▶ AUSGANGSTEXT:
-*-
Wie kein anderes Fahrzeug zeigt der SL ein sportliches Fahrgefühl, gepaart mit höchstem Komfort und moderner Technik. Obwohl: rein technisch ist der SL zwar nicht auf den aktuellen Stand des Konzerns, wie aktuell z.B. die E-Klasse – doch das muss er (für uns im Grunde) auch nicht zwingend. Abstandswarnung, Lenk-Pilot oder Spurhalte-Assistent und ein aktiver Totwinkel-Assistent ist jedoch verfügbar – und genügt vollkommen. Lediglich die kleinere Navigationsanzeige, – im Gegensatz zu anderen Modellen der Produktpalette von Mercedes – ist anfangs ungewöhnlich. Im Grunde ist es aber genau das, was die Zielgruppe möchte: Fokus auf das Fahren ohne übermäßigen Schnick-Schnack, oder ohne das man das Fahrzeug via Smartphone „von selbst“ in die Garage fahren lässt.
Das aktuelle Modell, welches bereits 2016 das letzte Facelift erhielt (um es an die Designlinie von Gorden Wagener anzugleichen) zeigt mit dessen Diamant-Grill und breiter wirkender Front dabei durchaus kein hässliches Fahrzeug. Der große Grill und die tiefe Schürze geben hierzu zusätzlich ein wenig AMG GT Look. Die Überarbeitung hat dem Fahrzeug – nach unserer Meinung – jedoch parallel eine Art Frische gegeben, die das Fahrzeug dafür zwingend brauchte. Die Front des Fahrzeuges hat bei der Überarbeitung extrem positiv an Optik gewonnen.
-*-
▶ UNBEARBEITETE AUFLISTUNG:
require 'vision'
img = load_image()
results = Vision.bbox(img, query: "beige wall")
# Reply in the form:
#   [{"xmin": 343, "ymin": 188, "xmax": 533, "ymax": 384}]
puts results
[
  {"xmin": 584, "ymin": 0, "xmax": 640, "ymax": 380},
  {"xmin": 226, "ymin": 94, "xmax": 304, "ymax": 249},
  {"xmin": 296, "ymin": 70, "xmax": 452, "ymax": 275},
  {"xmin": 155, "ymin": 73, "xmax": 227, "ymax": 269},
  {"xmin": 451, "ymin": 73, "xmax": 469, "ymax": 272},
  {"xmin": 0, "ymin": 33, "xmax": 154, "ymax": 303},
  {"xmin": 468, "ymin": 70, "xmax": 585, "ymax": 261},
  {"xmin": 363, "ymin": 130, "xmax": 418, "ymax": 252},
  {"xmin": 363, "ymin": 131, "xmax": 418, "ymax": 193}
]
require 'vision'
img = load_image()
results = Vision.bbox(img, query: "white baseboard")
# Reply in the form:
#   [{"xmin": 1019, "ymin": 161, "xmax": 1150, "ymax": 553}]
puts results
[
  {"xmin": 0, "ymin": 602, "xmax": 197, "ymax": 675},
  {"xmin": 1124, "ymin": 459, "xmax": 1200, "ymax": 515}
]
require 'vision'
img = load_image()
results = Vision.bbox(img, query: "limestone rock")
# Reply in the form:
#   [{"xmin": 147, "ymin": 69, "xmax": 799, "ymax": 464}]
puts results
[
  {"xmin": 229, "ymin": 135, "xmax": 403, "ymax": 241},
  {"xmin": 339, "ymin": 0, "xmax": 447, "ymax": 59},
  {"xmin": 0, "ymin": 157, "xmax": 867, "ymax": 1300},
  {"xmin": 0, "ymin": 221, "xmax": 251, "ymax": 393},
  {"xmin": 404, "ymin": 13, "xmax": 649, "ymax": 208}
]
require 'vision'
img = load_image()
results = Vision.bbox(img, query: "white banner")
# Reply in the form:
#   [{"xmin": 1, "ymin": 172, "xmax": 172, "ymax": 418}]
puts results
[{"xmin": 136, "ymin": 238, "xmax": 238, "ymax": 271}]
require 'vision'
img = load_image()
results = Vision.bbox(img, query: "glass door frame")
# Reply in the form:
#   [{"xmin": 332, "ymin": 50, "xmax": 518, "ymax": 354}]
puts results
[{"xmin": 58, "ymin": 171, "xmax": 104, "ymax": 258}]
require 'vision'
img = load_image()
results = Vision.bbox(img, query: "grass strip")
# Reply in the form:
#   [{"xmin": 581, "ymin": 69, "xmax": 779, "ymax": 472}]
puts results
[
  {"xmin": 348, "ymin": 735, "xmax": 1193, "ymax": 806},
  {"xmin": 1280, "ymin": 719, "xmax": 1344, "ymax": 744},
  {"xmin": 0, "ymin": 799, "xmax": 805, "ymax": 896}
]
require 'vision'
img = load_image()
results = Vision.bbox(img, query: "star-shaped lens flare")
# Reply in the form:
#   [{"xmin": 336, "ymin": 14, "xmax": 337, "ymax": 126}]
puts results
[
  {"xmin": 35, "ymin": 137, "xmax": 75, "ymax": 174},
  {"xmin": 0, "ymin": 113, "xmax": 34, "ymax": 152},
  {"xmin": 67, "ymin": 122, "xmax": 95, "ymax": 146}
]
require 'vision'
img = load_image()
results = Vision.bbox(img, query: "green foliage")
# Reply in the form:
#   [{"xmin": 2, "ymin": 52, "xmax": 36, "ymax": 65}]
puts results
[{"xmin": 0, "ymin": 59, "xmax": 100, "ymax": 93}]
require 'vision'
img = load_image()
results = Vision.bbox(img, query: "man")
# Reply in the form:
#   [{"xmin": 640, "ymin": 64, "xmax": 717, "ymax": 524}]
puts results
-*-
▶ IHRE AUFGABEN:
1 > Geben Sie aus dem Text über den Mercedes SL den Abschnitt wortgetreu wieder, der mit „Wie kein anderes“ beginnt und bis einschließlich „Garage fahren lässt.“ reicht.
2 > Schreiben Sie den Text über den Mercedes SL im Anschluss an seinen letzten Satz weiter.

▶ ANTWORTEN:
1 >
Wie kein anderes Fahrzeug zeigt der SL ein sportliches Fahrgefühl, gepaart mit höchstem Komfort und moderner Technik. Obwohl: rein technisch ist der SL zwar nicht auf den aktuellen Stand des Konzerns, wie aktuell z.B. die E-Klasse – doch das muss er (für uns im Grunde) auch nicht zwingend. Abstandswarnung, Lenk-Pilot oder Spurhalte-Assistent und ein aktiver Totwinkel-Assistent ist jedoch verfügbar – und genügt vollkommen. Lediglich die kleinere Navigationsanzeige, – im Gegensatz zu anderen Modellen der Produktpalette von Mercedes – ist anfangs ungewöhnlich. Im Grunde ist es aber genau das, was die Zielgruppe möchte: Fokus auf das Fahren ohne übermäßigen Schnick-Schnack, oder ohne das man das Fahrzeug via Smartphone „von selbst“ in die Garage fahren lässt.

2 >
Symbiose aus Sportlichkeit und Souveränität
Bereits beim Anlassen des V8-Triebwerks zeigt sich schnell die Kraft des Hubraums von rund 4.7 Litern sowie dessen 455 PS – die der Fahrer aber meist eh nicht abrufen möchte. Könnte zwar – muss er nicht – aber schön, wenn man weiß, dass es da wäre. Doch um genau das geht es hier auch: der SL 500 möchte und ist kein Fahrzeug für Raser oder rein für die linke Spur auf der Autobahn, sondern eher für die, die es genießen, zu wissen, das man durchaus flotter könnte – wenn man möchte. Wenn – doch das ist eher selten. Das Gefühl, ausreichende Leistungsreserven zu besitzen, beruhigt – sodass der Fahrer sich auf das gemütliche Gleiten konzentrieren kann. Und komisch: auch wenn im SL selten jüngere Kundschaft unterwegs ist, der luxuriöse und eher gemütliche Fahrstil stellt sich schnell – meist unabhängig des Alters – gleich ein.
Der SL 500 zeigt dabei die ideale Symbiose aus Sportlichkeit und Souveränität – also genau das, was der SL 400 noch vermissen lässt und den Achtzylinder
unverzichtbar macht. Die große Spreizung zwischen Sportlichkeit und Komfort sowie der Alltagstauglichkeit unterscheidet den SL Roadster klar zum S Klasse Cabriolet oder AMG GT Roadster.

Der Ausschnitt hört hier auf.